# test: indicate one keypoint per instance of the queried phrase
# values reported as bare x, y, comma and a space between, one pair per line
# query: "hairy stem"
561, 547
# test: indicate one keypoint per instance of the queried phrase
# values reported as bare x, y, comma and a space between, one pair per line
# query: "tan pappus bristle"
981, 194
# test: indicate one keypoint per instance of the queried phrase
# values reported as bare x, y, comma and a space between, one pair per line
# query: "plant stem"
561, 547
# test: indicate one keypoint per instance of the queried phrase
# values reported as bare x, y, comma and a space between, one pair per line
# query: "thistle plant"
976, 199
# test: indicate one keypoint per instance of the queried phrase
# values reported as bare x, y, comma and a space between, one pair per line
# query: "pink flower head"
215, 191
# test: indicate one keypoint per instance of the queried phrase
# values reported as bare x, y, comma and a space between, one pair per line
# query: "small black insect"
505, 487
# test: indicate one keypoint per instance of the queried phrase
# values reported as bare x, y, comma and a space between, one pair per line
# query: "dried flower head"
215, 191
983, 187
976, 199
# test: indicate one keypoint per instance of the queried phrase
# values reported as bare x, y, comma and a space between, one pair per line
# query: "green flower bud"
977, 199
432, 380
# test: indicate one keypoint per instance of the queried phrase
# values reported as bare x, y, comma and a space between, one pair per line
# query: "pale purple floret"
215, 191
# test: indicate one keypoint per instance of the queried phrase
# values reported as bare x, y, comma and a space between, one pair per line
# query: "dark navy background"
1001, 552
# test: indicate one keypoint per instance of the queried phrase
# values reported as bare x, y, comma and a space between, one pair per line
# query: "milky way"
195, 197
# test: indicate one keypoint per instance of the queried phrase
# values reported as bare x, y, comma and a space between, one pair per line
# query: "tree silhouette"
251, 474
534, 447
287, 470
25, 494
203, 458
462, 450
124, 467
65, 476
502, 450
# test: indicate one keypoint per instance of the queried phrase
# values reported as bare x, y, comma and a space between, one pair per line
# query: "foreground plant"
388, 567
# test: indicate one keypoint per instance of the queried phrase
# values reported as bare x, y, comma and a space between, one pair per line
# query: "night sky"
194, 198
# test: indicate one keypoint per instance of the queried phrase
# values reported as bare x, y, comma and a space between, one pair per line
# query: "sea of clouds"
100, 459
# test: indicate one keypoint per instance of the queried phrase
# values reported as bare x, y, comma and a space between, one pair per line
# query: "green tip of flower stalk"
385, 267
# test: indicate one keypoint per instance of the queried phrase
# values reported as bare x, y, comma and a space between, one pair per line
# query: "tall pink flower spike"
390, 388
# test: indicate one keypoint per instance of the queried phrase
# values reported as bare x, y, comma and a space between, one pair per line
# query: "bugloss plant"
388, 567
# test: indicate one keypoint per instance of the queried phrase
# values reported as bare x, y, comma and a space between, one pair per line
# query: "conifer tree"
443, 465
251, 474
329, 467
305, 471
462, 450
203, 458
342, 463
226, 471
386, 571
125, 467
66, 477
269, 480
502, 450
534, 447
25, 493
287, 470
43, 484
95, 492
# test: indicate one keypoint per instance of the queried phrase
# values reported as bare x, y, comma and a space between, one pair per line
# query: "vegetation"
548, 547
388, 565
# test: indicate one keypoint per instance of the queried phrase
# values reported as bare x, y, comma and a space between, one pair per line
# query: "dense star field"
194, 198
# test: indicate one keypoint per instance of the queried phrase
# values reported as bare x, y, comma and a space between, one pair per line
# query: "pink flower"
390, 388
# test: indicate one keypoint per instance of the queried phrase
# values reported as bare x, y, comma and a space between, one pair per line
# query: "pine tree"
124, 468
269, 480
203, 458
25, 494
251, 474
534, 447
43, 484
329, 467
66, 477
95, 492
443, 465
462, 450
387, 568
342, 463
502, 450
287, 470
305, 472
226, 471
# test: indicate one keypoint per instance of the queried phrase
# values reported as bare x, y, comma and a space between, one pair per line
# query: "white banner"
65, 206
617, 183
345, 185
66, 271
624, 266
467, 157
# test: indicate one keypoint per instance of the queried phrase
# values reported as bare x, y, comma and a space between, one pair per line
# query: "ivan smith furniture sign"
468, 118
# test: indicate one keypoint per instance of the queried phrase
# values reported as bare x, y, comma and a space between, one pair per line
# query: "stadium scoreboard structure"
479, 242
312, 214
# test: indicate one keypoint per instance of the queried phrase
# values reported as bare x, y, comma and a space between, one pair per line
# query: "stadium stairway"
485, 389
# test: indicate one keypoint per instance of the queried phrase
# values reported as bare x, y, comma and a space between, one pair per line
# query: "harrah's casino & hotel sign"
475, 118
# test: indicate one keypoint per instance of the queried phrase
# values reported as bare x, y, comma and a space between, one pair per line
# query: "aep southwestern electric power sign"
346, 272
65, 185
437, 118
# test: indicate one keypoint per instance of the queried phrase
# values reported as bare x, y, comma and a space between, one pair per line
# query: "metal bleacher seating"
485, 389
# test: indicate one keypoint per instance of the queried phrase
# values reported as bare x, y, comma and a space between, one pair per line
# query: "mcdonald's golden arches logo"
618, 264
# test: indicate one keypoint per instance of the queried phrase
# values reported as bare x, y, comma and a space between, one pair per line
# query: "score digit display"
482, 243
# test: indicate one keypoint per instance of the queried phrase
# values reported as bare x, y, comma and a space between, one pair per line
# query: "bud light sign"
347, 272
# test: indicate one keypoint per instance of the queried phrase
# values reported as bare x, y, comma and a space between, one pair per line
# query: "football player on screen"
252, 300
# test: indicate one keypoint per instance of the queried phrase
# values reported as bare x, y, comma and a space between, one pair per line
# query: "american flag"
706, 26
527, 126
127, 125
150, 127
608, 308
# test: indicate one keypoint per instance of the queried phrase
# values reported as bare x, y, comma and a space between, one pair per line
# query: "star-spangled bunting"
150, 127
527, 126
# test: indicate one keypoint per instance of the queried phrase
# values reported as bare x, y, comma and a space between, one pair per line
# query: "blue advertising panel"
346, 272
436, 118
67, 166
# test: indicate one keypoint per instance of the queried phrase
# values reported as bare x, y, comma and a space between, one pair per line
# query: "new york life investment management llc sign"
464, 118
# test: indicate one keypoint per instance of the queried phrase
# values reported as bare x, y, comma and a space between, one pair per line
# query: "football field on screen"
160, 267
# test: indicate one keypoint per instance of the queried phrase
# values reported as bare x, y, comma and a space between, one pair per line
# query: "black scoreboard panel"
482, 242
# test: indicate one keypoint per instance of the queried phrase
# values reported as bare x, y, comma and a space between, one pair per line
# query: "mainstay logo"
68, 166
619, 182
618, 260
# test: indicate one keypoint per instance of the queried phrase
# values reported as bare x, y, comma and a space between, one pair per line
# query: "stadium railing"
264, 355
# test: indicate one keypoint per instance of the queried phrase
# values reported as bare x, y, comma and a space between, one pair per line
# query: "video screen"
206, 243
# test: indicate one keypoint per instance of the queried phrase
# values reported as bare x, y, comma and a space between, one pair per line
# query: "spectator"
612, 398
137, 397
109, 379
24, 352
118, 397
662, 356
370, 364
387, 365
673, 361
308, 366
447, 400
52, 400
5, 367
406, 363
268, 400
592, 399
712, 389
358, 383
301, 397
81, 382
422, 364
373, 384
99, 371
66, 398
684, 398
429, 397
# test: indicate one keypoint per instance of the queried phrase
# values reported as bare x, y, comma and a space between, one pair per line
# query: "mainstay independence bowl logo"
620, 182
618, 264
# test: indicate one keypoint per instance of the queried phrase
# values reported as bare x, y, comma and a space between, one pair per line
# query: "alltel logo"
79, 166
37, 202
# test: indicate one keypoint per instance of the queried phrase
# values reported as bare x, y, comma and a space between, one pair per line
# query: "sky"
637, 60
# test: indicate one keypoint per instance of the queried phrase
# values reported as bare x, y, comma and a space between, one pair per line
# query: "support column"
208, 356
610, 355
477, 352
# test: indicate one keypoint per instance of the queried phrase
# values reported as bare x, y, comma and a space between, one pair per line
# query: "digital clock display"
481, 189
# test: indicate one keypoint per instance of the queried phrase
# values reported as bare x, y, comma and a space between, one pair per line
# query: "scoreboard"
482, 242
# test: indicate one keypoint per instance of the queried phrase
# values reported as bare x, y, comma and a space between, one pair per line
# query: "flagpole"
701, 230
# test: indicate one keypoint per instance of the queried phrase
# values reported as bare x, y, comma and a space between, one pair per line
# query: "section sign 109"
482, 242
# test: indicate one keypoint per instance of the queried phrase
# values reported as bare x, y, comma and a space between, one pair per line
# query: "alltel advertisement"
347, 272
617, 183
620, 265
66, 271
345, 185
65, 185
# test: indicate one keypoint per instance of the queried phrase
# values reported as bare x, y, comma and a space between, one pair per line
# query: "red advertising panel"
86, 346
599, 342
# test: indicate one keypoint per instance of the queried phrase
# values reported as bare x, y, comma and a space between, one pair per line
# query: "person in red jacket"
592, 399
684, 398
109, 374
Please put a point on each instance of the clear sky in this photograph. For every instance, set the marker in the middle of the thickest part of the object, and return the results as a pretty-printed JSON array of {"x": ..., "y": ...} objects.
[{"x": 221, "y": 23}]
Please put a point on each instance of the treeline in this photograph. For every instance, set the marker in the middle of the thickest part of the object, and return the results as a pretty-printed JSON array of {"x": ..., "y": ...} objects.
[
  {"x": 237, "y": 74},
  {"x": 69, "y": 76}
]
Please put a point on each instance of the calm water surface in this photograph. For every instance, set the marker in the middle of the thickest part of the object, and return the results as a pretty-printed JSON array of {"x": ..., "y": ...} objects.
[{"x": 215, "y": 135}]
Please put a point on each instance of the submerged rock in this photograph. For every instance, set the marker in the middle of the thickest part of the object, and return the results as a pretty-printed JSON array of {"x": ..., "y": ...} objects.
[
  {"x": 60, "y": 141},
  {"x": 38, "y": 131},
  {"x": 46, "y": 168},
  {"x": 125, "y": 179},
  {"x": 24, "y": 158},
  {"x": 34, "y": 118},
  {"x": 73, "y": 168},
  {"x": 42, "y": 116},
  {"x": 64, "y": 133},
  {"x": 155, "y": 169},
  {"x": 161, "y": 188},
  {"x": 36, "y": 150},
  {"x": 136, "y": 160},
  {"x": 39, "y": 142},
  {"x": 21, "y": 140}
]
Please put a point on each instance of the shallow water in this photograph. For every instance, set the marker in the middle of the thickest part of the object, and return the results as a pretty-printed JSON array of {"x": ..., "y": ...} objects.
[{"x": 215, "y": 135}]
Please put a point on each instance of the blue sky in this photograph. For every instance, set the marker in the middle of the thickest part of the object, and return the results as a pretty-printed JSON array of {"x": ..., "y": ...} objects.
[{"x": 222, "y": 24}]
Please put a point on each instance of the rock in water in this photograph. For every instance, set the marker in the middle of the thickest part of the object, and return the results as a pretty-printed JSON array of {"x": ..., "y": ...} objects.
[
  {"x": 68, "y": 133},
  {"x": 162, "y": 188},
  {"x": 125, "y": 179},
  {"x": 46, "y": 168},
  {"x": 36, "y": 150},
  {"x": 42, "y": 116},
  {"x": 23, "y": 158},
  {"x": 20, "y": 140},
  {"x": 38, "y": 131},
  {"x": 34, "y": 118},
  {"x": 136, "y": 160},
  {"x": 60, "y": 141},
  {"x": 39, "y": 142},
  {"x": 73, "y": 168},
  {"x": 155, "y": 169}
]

□ □ □ □ □

Work to be completed: The response should be an exact copy of the lines from the one with "Please put a point on each instance of the blue" through the end of the data, with no other text.

Output:
Please put a point on each instance of the blue sky in this photograph. For every instance, set the marker in the middle of the thickest part of the object, and return the results as a pretty-printed JSON array of {"x": ..., "y": ...} objects.
[{"x": 222, "y": 24}]
Please put a point on each instance of the rock in water in this photograph. For every instance, set the marker in the middle of the thickest part of the object, and return the results as a pretty-printed JSON array of {"x": ..., "y": ...} objects.
[
  {"x": 68, "y": 133},
  {"x": 162, "y": 188},
  {"x": 125, "y": 179},
  {"x": 46, "y": 168},
  {"x": 36, "y": 150},
  {"x": 42, "y": 116},
  {"x": 23, "y": 158},
  {"x": 20, "y": 140},
  {"x": 38, "y": 131},
  {"x": 34, "y": 118},
  {"x": 136, "y": 160},
  {"x": 60, "y": 141},
  {"x": 39, "y": 142},
  {"x": 73, "y": 168},
  {"x": 155, "y": 169}
]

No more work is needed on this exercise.